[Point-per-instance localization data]
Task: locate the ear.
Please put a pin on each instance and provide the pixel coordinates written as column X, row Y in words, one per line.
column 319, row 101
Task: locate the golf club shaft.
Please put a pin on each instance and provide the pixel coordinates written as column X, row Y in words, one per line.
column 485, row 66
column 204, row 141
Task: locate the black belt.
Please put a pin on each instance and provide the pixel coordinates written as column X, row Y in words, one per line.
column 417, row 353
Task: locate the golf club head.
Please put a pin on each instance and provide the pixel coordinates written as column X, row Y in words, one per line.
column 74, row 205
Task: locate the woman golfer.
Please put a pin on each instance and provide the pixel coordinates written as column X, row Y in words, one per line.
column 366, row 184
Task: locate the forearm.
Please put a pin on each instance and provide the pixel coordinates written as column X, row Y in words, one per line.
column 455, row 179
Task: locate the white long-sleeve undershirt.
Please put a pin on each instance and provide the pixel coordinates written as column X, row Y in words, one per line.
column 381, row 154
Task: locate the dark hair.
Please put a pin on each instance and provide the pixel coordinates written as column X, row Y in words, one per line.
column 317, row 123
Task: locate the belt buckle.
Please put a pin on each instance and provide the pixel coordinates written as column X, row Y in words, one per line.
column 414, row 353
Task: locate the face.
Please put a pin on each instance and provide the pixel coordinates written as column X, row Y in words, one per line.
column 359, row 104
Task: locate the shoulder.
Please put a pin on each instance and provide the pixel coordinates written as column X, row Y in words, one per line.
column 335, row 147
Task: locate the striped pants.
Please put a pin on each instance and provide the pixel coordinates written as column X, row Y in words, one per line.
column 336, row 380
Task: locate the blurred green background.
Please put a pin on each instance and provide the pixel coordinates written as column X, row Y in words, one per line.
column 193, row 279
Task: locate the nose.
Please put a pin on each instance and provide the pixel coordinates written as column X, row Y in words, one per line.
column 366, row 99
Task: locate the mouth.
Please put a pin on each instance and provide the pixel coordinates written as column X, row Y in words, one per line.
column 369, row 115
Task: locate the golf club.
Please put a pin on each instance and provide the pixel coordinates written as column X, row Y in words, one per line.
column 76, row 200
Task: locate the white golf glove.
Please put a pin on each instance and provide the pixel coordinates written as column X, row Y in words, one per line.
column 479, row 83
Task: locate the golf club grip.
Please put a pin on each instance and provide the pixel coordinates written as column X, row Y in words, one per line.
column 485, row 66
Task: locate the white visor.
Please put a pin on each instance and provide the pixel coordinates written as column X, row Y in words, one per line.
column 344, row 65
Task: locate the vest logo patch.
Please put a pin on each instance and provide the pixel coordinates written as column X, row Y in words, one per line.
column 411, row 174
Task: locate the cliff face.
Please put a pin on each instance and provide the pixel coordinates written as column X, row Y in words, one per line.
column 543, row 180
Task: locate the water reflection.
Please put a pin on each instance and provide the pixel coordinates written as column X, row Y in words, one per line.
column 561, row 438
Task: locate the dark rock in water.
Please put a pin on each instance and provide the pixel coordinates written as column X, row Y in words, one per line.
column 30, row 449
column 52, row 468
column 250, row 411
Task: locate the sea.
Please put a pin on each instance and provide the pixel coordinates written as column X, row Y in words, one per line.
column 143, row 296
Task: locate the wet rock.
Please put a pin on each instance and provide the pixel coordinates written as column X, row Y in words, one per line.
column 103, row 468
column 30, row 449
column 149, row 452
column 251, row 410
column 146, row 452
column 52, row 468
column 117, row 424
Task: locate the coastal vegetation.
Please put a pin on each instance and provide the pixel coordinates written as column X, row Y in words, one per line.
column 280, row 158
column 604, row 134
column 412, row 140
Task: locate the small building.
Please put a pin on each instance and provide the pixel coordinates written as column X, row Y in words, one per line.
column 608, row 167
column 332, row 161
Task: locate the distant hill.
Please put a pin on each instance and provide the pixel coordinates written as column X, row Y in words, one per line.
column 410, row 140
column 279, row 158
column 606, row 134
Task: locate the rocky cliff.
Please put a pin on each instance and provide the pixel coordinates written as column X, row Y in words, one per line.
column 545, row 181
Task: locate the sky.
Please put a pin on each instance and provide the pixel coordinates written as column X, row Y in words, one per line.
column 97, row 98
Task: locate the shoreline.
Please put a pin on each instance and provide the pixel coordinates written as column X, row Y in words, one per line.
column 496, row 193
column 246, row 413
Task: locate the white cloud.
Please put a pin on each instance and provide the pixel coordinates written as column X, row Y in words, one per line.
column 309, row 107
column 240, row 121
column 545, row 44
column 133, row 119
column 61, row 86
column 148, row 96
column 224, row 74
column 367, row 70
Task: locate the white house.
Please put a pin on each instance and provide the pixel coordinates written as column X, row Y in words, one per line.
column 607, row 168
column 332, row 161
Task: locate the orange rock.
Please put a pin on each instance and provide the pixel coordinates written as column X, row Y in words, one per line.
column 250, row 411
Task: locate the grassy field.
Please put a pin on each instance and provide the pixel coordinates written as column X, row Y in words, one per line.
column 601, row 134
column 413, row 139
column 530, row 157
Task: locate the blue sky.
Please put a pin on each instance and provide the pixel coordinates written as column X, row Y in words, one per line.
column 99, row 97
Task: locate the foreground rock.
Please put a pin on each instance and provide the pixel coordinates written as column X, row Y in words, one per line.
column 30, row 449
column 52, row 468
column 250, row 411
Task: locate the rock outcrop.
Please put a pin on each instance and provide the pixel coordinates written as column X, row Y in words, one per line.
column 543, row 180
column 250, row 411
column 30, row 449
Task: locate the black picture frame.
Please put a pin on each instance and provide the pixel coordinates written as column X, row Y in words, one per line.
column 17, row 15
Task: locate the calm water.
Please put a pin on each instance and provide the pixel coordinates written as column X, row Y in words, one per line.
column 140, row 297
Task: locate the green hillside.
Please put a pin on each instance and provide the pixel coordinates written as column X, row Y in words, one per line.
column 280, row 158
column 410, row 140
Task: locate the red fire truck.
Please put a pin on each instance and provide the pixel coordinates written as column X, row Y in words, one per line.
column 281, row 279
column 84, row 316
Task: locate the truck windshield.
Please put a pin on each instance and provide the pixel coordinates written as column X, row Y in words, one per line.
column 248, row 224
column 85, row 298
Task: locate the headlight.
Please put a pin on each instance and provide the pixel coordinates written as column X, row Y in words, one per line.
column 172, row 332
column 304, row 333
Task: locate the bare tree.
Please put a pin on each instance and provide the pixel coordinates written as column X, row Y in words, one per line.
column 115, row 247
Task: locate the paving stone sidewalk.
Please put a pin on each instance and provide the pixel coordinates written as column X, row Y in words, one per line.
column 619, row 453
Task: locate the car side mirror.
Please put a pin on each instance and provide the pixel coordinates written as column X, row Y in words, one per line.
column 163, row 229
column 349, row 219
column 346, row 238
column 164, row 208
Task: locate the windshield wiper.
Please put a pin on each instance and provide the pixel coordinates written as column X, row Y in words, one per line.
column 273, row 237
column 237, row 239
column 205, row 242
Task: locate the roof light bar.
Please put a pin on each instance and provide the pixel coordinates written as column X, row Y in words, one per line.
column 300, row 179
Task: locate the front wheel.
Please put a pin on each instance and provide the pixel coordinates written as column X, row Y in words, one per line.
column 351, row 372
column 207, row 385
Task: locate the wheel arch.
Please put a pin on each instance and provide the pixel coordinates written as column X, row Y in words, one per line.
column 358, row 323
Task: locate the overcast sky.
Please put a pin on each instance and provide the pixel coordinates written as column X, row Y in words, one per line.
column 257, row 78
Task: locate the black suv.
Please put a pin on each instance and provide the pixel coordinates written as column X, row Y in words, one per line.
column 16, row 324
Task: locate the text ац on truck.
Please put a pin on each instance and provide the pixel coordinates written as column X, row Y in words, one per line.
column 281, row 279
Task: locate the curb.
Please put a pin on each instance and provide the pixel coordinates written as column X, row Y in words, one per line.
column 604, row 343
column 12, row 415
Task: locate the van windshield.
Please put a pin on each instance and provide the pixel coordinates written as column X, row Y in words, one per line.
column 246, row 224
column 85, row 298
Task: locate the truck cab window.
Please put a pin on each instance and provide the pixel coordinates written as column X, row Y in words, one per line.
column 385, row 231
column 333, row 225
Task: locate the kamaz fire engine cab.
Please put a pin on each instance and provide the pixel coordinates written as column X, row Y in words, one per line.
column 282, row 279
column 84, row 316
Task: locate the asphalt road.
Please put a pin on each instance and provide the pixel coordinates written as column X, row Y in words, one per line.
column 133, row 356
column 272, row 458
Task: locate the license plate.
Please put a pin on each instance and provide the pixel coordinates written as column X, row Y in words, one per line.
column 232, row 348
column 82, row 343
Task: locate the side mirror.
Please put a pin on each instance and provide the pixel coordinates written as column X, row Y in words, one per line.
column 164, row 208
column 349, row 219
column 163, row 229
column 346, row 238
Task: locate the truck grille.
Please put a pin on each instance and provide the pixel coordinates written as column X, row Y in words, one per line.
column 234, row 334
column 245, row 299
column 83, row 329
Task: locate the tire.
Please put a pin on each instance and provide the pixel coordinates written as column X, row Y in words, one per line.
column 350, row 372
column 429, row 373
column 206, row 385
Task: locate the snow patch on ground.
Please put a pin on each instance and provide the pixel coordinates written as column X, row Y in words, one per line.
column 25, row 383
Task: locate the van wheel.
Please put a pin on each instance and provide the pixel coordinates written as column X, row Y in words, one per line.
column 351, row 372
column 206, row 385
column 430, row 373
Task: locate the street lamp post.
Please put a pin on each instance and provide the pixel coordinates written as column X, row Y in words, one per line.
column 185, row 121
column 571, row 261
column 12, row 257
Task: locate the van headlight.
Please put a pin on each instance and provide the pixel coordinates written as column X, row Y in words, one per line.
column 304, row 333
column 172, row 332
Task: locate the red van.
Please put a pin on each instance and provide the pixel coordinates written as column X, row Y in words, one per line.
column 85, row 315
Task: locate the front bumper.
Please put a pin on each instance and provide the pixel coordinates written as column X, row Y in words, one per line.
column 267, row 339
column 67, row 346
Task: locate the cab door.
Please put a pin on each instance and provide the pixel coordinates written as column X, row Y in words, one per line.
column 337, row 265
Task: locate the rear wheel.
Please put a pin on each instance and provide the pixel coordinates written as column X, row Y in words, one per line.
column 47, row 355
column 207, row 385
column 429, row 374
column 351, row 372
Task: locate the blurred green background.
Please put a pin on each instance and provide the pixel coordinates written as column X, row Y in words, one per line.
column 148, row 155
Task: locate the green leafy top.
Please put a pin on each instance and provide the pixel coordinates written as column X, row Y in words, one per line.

● **WHAT NEEDS TO BE DONE**: For the word "cliff", find every line in the data that holds it and copy that line.

● **RESPONSE TO THIS TASK**:
Task: locate the cliff face.
Task: locate the rocky cliff.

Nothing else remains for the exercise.